**TO-DO ITEM:** Decide whether each statement below agrees with the Poopourri post, answering yes or no and quoting the exact words of the post that settle it: (a) the writer recommends a change of diet over using the spray, (b) the writer names "Daisy Doo" as the scent they would probably pick, (c) the writer learned in India that going to the bathroom is something people hide.

October 6, 2013

Making Friends with Poop.

What ever happened to striking a match, or burning incense?

Is this for real, this product, “Poopourri”? And what will we think of next, if it is indeed a real product, which it appears to be.

The commercial seems like a skit on Saturday Night Live, one in which a pretty red-headed woman in pearls and lace sits on a toilet and holds forth about dropping a mother load with ease in a toilet at the office, her boyfriend’s, or at a party because she has “Poopourri.” She effuses about “skid marks” and the like.

Ayurveda, the sister science to Yoga, emphasizes the importance of a healthy psychological relation to our constitutions, our bowel movements. We’ve all gone scatological at some time in our lives, making often wary fun of the singular marker of our existence.

In yoga classes, Apanasana (wind removing pose) inevitably creates a snicker when a fart explodes, as knees press into digestive systems. In hot yoga classes, blaring music is understood to be a “benefit” precisely because it masks such organic music.

If you are offended by the smell of your earthiness and wish to change the odor, I’d suggest changing your diet rather than spraying Poopourri.

We are in a continual state of decay, and this is why we clean ourselves.

Decay reminds us that we are not infinite and our attachment to this finite body only serves to create more suffering. And in the case of Poopourri, more baggage, one more thing to carry around, to increase our load—pun intended. I’m certainly not saying that we should suffer foul odors. I’m simply saying that we shouldn’t need that which is foul to smell like a flower shop.

If you do opt for Poopourri there are many scents to choose from: “Daisy Doo” is probably the one I’d choose if I were to buy a bottle. I love daisies.

Supposedly you spray a layer over the water in the toilet and when your “astronauts,” land they are held in the chamber that the product creates, and when the stench of your waste rises it combines with the Poopourri and like magic the scent of flowers go dancing into the air.

It may seem far fetched, but how we package our meats and sell them in the grocery stores is similar to this silly product. We package our meats almost disguising the origins of where our meat comes from. The tendency to mask that which is uncomfortable for us to experience has grown to make us a bit neurotic about the most basic aspects of life.

We are uncomfortable in seeing the view of the cute cow attached to our filet mignon’s and seeing Babe displayed in the meat section might bring a whole different meaning to our morning bacon. Our meats are disguised in their comfortable packaging helping to make it easier to be less mindful about what we are buying and consuming.

Much like the  filmy later over the toilet water, before we make our deposit, so we don’t have to smell ourselves, seems connected to the concept that we have to hide what we’re really doing in life.

One of the things I learned while in India was that going to the bathroom is a very natural part of life.

There was a running joke at our yoga school that the person who saw the most penis at the end of our month stay together would get a free lunch, but by the end of the month we had all lost count because it is so common for men to urinate on the streets. There was no Poopourri to disguise our constitutions.

In Ayurveda, we are asked to describe the type of stools we have.

**GIVEN DATA:**

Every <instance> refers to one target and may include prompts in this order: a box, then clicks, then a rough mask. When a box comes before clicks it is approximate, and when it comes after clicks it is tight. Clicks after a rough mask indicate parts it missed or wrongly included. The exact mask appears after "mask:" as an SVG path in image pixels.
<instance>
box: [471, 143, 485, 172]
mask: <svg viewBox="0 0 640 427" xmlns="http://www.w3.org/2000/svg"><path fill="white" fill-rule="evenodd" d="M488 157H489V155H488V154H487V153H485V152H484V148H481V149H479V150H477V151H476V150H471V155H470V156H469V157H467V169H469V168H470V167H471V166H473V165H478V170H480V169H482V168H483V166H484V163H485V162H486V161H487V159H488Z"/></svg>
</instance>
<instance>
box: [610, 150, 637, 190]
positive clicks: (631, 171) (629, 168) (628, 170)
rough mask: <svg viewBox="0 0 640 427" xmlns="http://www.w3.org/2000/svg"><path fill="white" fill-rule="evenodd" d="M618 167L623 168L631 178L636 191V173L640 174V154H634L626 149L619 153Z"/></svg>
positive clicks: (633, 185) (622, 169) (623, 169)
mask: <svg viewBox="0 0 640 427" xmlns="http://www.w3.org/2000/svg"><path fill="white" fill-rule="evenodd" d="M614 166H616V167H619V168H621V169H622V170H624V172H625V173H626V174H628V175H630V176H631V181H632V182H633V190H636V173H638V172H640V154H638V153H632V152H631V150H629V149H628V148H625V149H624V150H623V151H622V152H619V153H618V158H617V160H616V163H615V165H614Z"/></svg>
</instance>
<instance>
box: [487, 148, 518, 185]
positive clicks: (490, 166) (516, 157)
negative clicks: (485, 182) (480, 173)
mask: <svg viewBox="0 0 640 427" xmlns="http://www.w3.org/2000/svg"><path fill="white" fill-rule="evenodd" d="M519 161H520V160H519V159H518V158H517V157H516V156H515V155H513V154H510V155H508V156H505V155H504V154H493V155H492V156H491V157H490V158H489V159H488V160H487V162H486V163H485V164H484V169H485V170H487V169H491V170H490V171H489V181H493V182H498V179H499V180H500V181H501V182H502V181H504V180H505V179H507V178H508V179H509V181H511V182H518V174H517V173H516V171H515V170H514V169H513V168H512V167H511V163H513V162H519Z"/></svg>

**EXERCISE OUTPUT:**
(a) Yes: "I’d suggest changing your diet rather than spraying Poopourri."
(b) Yes: "“Daisy Doo” is probably the one I’d choose if I were to buy a bottle."
(c) No: "One of the things I learned while in India was that going to the bathroom is a very natural part of life."